Aufgaben:
(A) Beantworte anhand des Textes zur Porta Pinciana diese Fragen:
(i) In welchem Jahr verhüllten Christo und Jeanne-Claude das Tor?
(ii) Unter welchem Kaiser wurde die Porta Pinciana erbaut?
(iii) Mit welchem Material ist die Ziegelsteinkonstruktion des eigentlichen Tores verkleidet?
(B) Kopiere aus dem Text zur Porta Pinciana den Abschnitt wortgetreu, beginnend mit "Baugeschichte" und weiter bis einschließlich "und Sträuchern überwuchert.".
(C) Greife den Text über die Porta Pinciana dort auf, wo er endet, und schreibe ihn weiter.

Textauszug:
----------
Porta Pinciana
Die Porta Pinciana ist ein spätantikes römisches Stadttor. Es wurde in seiner Geschichte wiederholt zugemauert und wieder geöffnet. 1974 verhüllten Christo und Jeanne-Claude es in einer Kunstaktion.
Baugeschichte
Die Porta Pinciana wurde im Jahr 401 während allgemeiner Verbesserungen an der Aurelianischen Mauer unter Kaiser Honorius erbaut, indem ein bereits bestehendes kleines Ausfalltor fortifikatorisch verstärkt wurde; der rechts flankierende Turm erhielt anstelle des ursprünglichen rechteckigen Grundrisses einen halbkreisförmigen, der identische Turm zur Linken kam neu hinzu. Die Ziegelsteinkonstruktion des eigentlichen Tores ist mit Travertin verkleidet und befindet sich immer noch in gutem Zustand. Die ganze Anlage wurde zu einem unbestimmten Zeitpunkt auf drei Stockwerke erhöht (heute wieder zurückgebaut, gegen Ende des 19. Jahrhunderts wurden viele Teile der Aurelianischen Mauer wieder in den vermeintlich antiken Urzustand zurückversetzt und von mittelalterlichen oder frühneuzeitlichen Anbauten befreit), und sie war von Bäumen und Sträuchern überwuchert.
----------
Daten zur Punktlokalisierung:
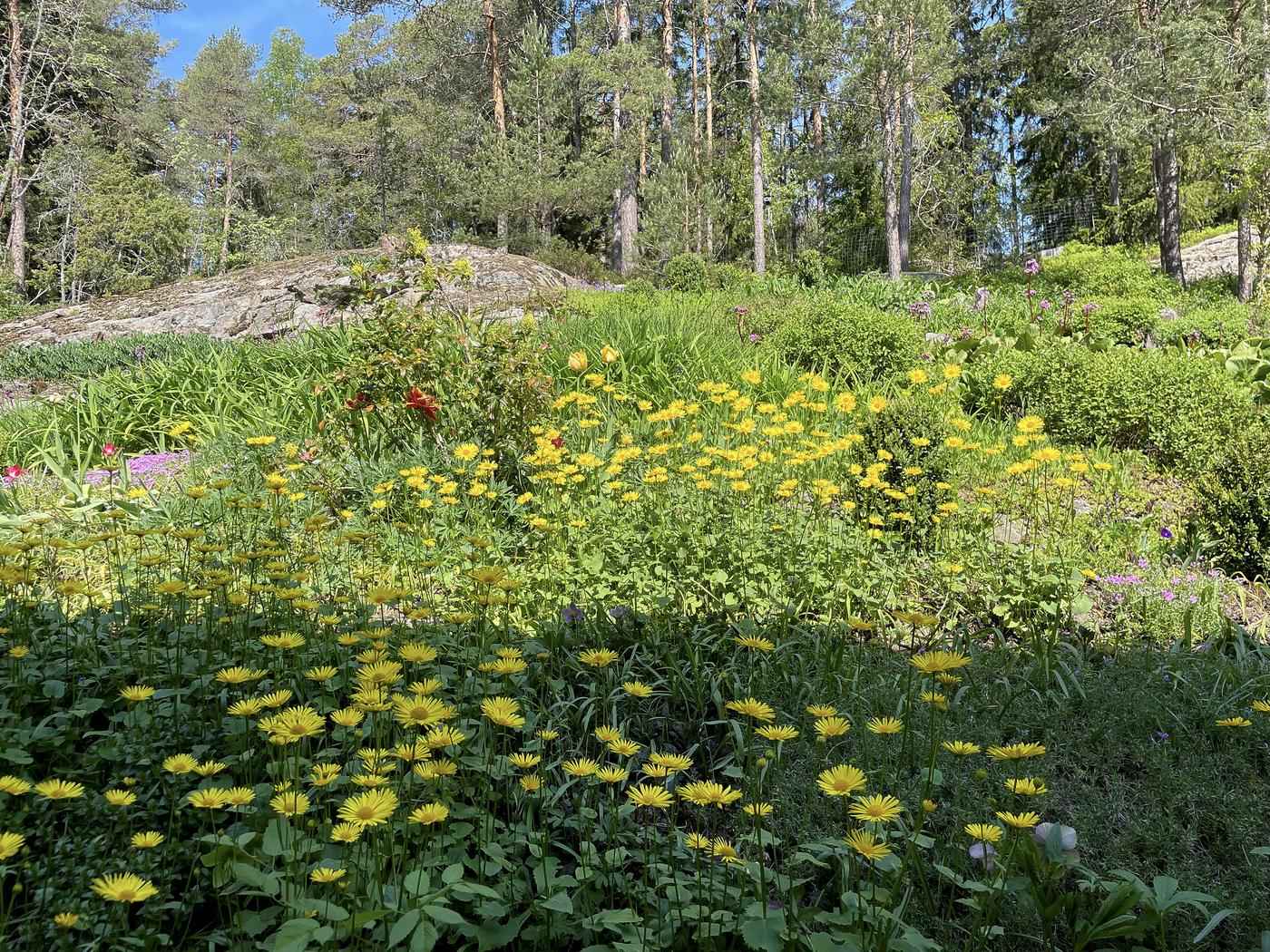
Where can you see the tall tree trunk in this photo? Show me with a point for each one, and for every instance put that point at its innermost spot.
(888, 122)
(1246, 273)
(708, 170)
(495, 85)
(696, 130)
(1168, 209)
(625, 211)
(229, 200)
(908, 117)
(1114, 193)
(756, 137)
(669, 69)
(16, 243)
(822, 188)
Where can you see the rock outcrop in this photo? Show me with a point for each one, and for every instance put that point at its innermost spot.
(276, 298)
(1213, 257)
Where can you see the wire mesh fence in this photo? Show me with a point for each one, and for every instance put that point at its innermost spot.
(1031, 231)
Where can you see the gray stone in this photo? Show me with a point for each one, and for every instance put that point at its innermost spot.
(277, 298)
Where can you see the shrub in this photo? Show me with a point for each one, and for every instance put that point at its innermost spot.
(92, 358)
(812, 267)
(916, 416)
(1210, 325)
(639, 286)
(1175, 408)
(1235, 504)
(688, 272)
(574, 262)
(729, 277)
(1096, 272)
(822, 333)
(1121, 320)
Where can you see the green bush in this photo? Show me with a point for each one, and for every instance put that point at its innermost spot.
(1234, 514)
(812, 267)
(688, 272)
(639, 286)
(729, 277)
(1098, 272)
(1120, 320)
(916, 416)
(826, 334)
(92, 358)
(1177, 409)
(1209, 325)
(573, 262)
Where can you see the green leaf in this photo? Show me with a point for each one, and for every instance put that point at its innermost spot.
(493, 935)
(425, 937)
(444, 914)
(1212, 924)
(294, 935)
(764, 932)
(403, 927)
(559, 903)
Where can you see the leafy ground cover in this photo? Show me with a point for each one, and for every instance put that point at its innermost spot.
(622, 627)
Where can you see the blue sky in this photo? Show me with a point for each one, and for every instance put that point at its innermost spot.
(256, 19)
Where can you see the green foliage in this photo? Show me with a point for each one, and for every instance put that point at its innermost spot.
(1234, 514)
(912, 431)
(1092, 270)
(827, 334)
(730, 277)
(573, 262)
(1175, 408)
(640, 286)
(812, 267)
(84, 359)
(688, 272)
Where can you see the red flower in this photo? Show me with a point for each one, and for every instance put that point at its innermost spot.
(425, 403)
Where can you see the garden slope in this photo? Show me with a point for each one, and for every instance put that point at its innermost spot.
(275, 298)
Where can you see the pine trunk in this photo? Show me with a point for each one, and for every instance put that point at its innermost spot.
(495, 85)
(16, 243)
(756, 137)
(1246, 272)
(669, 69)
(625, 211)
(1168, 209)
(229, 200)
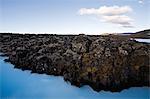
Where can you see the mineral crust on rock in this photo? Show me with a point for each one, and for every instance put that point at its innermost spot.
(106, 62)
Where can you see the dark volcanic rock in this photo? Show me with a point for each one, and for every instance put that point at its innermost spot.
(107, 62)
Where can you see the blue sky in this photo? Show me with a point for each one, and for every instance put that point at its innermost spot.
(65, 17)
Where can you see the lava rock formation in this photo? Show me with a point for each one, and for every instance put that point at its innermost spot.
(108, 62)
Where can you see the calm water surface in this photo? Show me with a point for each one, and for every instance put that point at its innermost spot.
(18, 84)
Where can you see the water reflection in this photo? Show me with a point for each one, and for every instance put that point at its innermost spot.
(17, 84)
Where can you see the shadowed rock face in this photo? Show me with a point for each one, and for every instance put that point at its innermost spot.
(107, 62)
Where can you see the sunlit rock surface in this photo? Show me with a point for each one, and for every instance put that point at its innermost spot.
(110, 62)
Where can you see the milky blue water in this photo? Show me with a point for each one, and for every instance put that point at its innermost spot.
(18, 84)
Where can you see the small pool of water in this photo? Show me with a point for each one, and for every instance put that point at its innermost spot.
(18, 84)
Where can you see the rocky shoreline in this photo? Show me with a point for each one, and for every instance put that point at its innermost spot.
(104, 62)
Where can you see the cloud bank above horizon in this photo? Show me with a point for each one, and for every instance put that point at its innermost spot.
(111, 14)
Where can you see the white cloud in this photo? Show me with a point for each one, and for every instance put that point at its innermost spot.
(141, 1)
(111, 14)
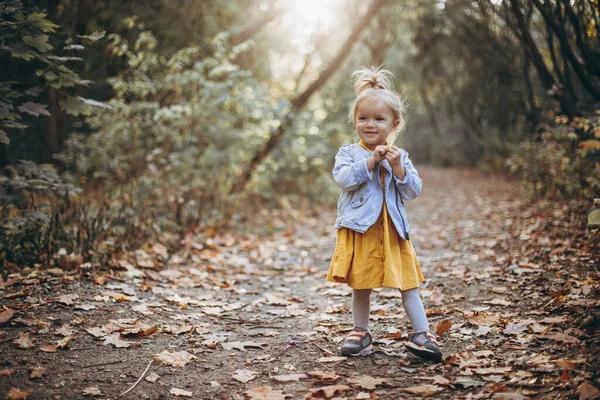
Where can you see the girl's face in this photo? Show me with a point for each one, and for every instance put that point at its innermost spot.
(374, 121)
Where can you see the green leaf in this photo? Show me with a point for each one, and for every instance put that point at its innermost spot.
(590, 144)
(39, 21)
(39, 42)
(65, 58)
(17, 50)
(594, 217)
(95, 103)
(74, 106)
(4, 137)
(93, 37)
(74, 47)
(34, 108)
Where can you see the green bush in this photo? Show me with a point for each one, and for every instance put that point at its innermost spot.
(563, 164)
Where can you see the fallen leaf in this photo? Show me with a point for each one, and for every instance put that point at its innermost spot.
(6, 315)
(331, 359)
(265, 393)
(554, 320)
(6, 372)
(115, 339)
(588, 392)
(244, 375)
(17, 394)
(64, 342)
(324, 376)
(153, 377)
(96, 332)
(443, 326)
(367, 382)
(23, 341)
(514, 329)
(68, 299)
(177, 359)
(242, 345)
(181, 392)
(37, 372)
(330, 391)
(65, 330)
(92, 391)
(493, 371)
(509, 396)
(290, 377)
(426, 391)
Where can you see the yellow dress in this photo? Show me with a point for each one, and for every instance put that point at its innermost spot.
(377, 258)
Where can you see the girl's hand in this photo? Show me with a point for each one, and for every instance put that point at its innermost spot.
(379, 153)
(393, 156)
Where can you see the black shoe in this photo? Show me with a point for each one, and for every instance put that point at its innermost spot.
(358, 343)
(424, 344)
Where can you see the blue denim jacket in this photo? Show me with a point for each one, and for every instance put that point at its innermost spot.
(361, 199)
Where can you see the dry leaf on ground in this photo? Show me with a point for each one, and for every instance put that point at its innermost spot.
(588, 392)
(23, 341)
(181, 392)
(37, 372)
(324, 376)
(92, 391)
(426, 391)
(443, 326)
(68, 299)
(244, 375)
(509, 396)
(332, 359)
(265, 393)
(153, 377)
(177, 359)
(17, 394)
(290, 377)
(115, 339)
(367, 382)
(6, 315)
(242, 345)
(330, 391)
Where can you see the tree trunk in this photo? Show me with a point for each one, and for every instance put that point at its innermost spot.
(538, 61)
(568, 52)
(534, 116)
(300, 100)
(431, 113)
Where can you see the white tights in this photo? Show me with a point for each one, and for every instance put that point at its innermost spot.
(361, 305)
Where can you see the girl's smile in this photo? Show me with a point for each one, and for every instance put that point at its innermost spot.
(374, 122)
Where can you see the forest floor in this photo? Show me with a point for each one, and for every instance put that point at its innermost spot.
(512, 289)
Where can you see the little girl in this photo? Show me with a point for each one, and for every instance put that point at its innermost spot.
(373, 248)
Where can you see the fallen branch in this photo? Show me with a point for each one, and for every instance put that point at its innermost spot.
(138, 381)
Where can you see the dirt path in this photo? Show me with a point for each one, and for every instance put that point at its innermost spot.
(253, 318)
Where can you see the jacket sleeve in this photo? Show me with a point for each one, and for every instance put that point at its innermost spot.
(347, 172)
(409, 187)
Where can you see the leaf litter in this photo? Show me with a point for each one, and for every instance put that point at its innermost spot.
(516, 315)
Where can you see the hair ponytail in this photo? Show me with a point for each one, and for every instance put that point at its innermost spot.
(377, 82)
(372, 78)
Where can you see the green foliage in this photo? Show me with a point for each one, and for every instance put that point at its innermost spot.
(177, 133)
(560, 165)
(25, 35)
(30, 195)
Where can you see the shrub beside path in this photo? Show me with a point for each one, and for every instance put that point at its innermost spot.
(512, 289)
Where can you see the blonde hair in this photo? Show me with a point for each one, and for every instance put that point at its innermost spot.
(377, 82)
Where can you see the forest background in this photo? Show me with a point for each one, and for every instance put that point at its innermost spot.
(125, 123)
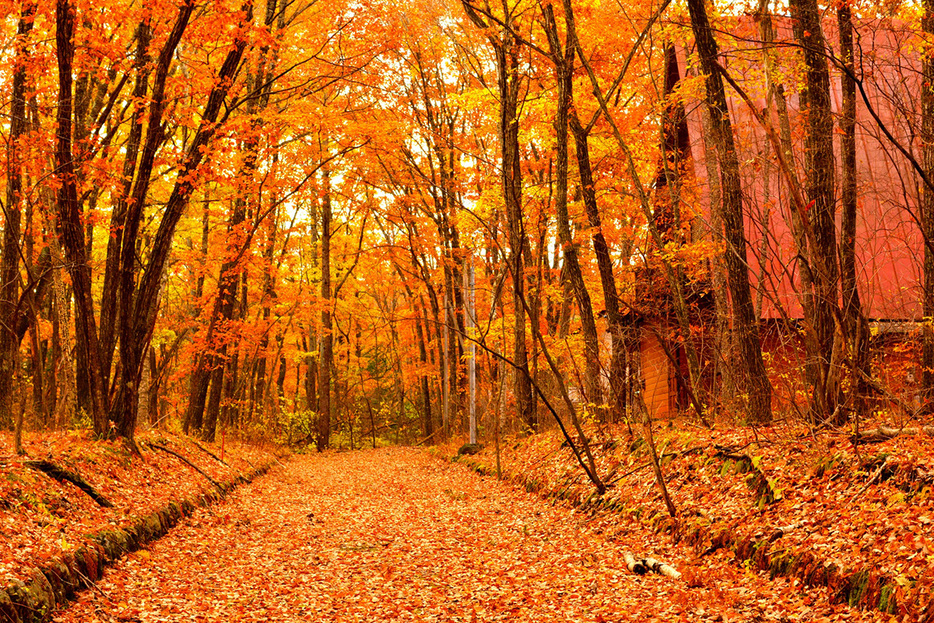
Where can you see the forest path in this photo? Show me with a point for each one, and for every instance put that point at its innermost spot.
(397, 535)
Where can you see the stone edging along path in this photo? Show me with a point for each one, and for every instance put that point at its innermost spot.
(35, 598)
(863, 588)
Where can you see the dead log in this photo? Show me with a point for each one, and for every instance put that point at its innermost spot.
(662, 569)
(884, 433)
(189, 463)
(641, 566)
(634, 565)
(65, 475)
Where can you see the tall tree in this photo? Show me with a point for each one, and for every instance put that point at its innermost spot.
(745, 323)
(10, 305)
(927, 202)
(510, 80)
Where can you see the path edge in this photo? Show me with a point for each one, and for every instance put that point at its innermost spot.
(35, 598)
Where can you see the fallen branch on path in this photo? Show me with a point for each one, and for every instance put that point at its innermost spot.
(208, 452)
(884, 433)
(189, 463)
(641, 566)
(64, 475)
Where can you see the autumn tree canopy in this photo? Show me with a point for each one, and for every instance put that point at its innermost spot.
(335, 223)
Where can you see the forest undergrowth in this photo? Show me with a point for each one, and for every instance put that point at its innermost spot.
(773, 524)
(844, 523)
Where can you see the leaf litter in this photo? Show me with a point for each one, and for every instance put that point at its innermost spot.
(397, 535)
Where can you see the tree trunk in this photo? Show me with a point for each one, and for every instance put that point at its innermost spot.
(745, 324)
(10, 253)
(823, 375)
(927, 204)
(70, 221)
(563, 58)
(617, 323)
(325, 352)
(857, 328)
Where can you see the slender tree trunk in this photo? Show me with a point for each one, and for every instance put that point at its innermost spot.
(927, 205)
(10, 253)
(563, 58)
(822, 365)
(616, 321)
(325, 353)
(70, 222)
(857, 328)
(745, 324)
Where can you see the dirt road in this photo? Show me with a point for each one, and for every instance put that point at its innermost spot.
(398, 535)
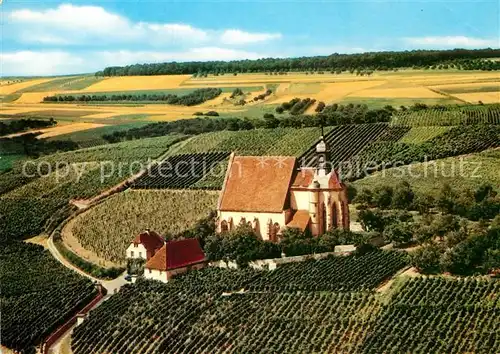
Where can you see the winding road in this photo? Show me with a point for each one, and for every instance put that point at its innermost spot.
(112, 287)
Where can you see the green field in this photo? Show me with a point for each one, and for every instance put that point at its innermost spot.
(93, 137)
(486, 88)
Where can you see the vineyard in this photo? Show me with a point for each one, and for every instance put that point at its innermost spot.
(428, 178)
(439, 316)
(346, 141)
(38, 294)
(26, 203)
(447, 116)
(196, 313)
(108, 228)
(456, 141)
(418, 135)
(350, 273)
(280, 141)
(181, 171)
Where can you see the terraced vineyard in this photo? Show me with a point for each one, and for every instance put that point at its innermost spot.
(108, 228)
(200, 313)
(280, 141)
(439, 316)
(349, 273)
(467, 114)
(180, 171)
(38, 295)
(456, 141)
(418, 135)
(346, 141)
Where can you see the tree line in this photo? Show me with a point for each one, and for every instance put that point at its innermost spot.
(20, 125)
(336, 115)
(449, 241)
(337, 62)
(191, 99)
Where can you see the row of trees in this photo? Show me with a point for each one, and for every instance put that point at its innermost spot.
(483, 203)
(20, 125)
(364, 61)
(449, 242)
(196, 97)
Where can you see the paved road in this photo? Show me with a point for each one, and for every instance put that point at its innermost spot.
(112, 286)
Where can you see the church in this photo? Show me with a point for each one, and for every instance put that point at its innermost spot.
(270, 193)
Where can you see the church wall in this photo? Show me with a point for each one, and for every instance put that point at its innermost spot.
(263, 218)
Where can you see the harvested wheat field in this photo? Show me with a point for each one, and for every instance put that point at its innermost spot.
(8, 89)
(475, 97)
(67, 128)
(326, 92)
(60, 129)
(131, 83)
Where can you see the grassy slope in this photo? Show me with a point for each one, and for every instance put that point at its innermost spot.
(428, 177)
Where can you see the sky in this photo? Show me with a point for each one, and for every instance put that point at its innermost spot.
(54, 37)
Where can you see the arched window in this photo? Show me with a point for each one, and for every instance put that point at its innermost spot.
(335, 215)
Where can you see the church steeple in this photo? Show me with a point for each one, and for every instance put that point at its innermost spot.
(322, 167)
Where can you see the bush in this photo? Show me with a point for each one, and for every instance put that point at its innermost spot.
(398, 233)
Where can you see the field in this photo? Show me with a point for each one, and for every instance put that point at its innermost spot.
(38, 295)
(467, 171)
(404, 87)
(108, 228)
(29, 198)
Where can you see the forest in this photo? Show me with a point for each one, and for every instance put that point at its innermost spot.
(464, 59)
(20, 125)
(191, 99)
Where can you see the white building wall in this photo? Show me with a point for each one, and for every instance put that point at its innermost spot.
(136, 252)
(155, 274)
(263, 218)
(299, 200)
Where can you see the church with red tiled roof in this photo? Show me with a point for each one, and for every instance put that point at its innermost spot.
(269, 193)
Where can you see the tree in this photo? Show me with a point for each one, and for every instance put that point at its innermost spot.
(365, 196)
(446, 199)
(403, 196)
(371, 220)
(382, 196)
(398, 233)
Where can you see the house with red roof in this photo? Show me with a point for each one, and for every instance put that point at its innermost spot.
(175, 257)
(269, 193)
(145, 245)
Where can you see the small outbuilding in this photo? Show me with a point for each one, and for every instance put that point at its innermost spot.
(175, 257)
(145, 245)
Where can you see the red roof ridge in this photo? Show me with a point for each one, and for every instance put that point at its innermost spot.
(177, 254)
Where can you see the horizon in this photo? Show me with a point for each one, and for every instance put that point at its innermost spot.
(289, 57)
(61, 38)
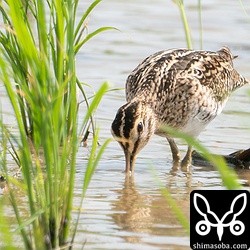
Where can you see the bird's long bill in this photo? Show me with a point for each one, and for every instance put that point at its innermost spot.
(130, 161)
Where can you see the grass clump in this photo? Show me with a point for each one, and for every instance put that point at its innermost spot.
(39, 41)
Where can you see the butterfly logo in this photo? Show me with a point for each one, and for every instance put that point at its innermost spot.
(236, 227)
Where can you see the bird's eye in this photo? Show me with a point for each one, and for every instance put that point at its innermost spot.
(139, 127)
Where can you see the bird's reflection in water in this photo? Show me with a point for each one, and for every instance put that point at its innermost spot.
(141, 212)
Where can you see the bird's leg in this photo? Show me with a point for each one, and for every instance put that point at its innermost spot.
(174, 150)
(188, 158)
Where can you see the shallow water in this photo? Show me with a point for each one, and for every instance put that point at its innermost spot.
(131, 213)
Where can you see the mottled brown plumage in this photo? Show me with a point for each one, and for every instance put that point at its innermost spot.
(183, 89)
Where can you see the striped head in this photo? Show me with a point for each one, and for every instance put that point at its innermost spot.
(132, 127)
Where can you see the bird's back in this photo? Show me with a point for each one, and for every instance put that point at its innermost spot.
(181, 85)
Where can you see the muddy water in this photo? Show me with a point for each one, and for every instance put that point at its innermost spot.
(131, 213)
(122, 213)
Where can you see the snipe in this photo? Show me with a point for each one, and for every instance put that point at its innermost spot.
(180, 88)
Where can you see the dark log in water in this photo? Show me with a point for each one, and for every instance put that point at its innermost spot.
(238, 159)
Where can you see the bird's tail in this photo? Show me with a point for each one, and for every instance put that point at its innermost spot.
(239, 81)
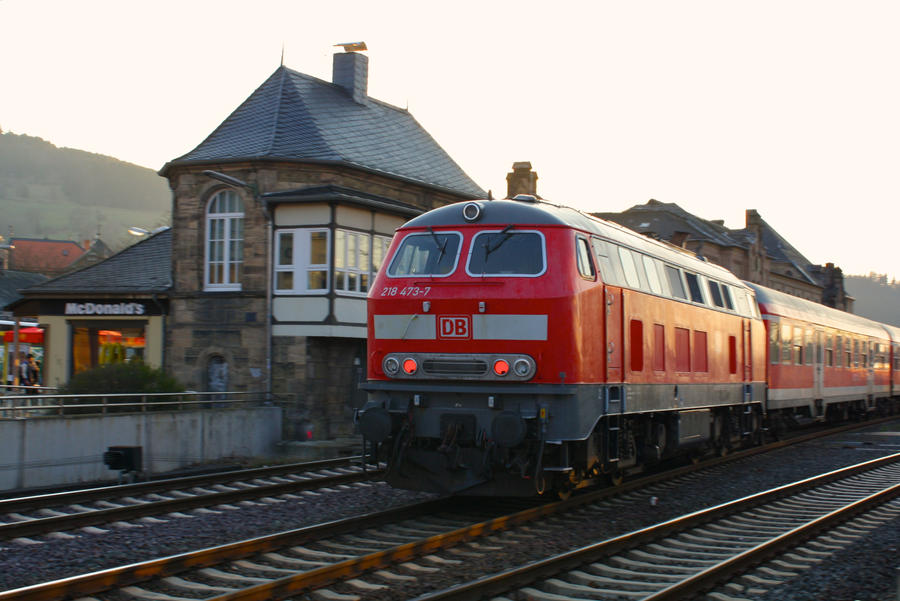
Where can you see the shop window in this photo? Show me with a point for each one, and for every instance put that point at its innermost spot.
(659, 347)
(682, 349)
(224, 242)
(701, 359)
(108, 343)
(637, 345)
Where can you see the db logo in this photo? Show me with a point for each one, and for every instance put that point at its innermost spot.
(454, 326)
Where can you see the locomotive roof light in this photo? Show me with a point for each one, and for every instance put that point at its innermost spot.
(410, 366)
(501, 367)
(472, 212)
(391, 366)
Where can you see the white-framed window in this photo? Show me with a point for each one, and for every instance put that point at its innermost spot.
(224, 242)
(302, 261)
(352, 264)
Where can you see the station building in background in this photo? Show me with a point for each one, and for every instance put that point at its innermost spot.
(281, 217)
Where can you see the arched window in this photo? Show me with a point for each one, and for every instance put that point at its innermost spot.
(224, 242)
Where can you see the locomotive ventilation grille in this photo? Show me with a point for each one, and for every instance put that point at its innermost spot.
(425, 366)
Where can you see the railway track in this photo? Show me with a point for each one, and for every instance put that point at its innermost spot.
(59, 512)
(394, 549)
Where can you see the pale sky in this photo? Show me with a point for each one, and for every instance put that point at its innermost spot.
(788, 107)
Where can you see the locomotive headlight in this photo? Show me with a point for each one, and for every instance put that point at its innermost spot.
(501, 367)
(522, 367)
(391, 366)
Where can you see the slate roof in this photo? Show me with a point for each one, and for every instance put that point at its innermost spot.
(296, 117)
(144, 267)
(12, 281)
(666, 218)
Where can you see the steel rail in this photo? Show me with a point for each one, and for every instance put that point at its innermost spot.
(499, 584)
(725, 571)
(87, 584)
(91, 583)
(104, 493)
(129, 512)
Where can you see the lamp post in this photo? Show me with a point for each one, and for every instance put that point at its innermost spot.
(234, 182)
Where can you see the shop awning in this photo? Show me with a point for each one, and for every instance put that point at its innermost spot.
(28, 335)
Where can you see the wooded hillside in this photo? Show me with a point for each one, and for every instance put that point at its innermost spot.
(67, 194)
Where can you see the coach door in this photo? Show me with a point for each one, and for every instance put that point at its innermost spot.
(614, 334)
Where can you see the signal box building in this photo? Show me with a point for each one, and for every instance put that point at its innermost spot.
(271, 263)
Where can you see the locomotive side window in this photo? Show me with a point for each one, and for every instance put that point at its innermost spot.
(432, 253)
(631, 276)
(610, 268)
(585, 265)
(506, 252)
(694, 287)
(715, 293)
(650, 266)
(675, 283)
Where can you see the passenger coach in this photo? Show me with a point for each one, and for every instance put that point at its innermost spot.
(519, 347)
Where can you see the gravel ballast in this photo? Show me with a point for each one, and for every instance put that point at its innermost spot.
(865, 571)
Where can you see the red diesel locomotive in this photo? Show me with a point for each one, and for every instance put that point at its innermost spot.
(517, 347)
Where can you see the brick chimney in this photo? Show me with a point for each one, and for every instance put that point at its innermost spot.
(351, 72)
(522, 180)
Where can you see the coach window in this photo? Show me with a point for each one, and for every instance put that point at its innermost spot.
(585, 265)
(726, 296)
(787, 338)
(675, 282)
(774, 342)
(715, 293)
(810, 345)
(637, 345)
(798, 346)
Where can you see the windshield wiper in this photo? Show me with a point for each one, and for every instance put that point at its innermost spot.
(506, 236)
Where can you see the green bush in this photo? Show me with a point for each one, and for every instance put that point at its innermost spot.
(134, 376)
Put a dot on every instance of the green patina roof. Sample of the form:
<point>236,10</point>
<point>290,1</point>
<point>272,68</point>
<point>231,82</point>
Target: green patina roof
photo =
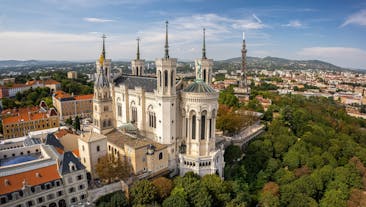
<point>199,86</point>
----------
Geordnete Antworten:
(A)
(i) 1974
(ii) Unter Kaiser Honorius
(iii) Mit Travertin

(B)
Baugeschichte
Die Porta Pinciana wurde im Jahr 401 während allgemeiner Verbesserungen an der Aurelianischen Mauer unter Kaiser Honorius erbaut, indem ein bereits bestehendes kleines Ausfalltor fortifikatorisch verstärkt wurde; der rechts flankierende Turm erhielt anstelle des ursprünglichen rechteckigen Grundrisses einen halbkreisförmigen, der identische Turm zur Linken kam neu hinzu. Die Ziegelsteinkonstruktion des eigentlichen Tores ist mit Travertin verkleidet und befindet sich immer noch in gutem Zustand. Die ganze Anlage wurde zu einem unbestimmten Zeitpunkt auf drei Stockwerke erhöht (heute wieder zurückgebaut, gegen Ende des 19. Jahrhunderts wurden viele Teile der Aurelianischen Mauer wieder in den vermeintlich antiken Urzustand zurückversetzt und von mittelalterlichen oder frühneuzeitlichen Anbauten befreit), und sie war von Bäumen und Sträuchern überwuchert.

(C)
Das nach dem Pincio, einer nahegelegenen, aber nicht zu den klassischen sieben Hügeln Roms gehörenden Erhebung, benannte Tor trug auch den Namen Porta Salaria Vetus („alte Porta Salaria“), da die Via Salaria (die „Salzstraße“) in einer älteren Streckenführung hindurch führte. An der Wende von der Spätantike zum Frühmittelalter entstellte sich der Name zu Porta Portitiana oder Porta Porciniana. Das Tor, das kein Hauptzugang zur Stadt war, wurde wiederholt zugemauert, so dass zudem die Bezeichnung Turata entstand als Amalgamierung von Porta murata („vermauertes Tor“). Im 9. Jahrhundert geschah dies zum ersten Mal. Öffnung und Schließung wechselten sich nach Bedarf ab. Ein letztes Mal schloss man das Tor 1808, offen ist es wieder seit 1887, und es gehört zu einer der Zufahrten zur nahen Villa Borghese. Die weiteren Toröffnungen, die mittlerweile links und rechts der Porta Pinciana existieren, stammen aus moderner Zeit und dienen dem angewachsenen Straßenverkehr.
Belisar und die Porta Pinciana
Zur Geschichte der Porta Pinciana gehört der oströmische Feldherr Belisar mit einem historischen und einem legendären Bezug.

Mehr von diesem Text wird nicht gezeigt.